[Exercise set]:
[1] Condense the paragraph of the Malcolm X biography review that begins "The Dead Are Arising is the first major biography" into a bulleted list that keeps its main facts.
[2] Pick up the Malcolm X biography review after its final sentence and carry it forward.

Book Review: The Dead are Arising: the Life of Malcolm X

Malcolm X waits at Martin Luther King press conference, head-and-shoulders portrait] / [MST].” Original black and white negative by Marion S. Trikosko. Taken March 26th, 1964, Washington D.C, United States (@libraryofcongress). Colorized by Jordan J. Lloyd. Library of Congress Prints and Photographs Division Washington, D.C. 20540 https://www.loc.gov/item/2003688131/

The Dead Are Arising is the first major biography of Malcolm X, and has been twenty-eight years in the making. Pulitzer Prize-winning journalist Les Payne has attempted to condense hundreds of interviews with Malcolm’s known associates and still-living family, to give us a story that deepens and in places contradicts much of the established narrative about Malcolm’s life. Payne died before the biography could be completed; his daughter and principal research assistant Tamara Payne has finished it from his notes. The book is 523 pages long, plus endnotes, an extensive bibliography, and an appendix that reprints Malcolm’s responses to a questionnaire sent to him by the Islamic Centre of Geneva, which he was working on the week before his assassination. The biography is without doubt a landmark achievement, but it is not without weaknesses.

The most significant of these from a casual reader’s perspective is Payne’s employment of what might be called a very journalistic style. It is not unreasonable to expect that the prose of someone who spent nearly four decades as a print journalist would have acquired a somewhat headline-y flavour; it is, however, frustrating to read so many “tags” for characters and events that we have just been told about. A characteristic example comes from the end of an early chapter recounting the circumstances of the death of Malcom’s father:

Yet the precocious six-year-old first grader had much growing up to do in the shadow of his family’s twin midnight tragedies: the incineration of their home and the death of their father on the capital’s streetcar tracks.

[Data shown]:
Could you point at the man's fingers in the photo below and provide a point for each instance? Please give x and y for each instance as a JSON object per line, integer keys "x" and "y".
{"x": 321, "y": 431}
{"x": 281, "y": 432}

[Solved problems]:
[1]
- *The Dead Are Arising* is the first major biography of Malcolm X and took twenty-eight years to make.
- Pulitzer Prize-winning journalist Les Payne condensed hundreds of interviews with Malcolm's known associates and still-living family into a story that deepens, and in places contradicts, the established account of Malcolm's life.
- Payne died before finishing the book. His daughter and principal research assistant, Tamara Payne, completed it from his notes.
- The book runs 523 pages, plus endnotes and an extensive bibliography.
- An appendix reprints Malcolm's responses to a questionnaire from the Islamic Centre of Geneva, which he was working on the week before his assassination.
- The biography is a landmark achievement, but it has weaknesses.

[2]
The Dead are Arising: The Life of Malcolm X: 86

The adjectives in this sentence give us a sense of breathlessness but are also unnecessary. “Twin midnight tragedies” veers close to the tabloid, and “six-year-old first grader” is redundant; most first-graders in America are six years old. “Precocious” is committing a good deal of emotional manipulation here, as though Payne feels he needs to put a thumb on the scales of our sympathy for young Malcolm. Most frustratingly, “the incineration of their home and the death of their father” are precisely the events that Payne has just spent the last twenty-three pages describing. The chances that we have forgotten the general outlines of the twin midnight tragedies before the end of the chapter are slim; the repetition makes Payne appear to be either over-egging the pudding, or extremely absentminded. 

Emotional manipulation is a general problem, in fact, particularly in the early chapters; a few pages later, Payne writes of “the dishonest scheming of the insurance company”, which acted “with wanton malice against a hapless black widow and her seven children”. The material is strong enough to stand on its own: Malcolm’s mother, Louise, whose upbringing in the West Indies had instilled her in a strong sense of self-worth that the American Black community in the 1930s often found difficult to access in the face of white supremacist terror, was devastated both emotionally and financially by her husband’s death. Her teenage son’s increasingly uncontrollable behaviour (he repeatedly stole housekeeping money meant to provide food for the family, and spent or gambled it all in downtown Lansing) contributed to her eventual breakdown and institutionalisation. It’s a tragic story by any standard. Extra authorial attempts to ensure sympathy land gracelessly, and make the reader feel distrusted.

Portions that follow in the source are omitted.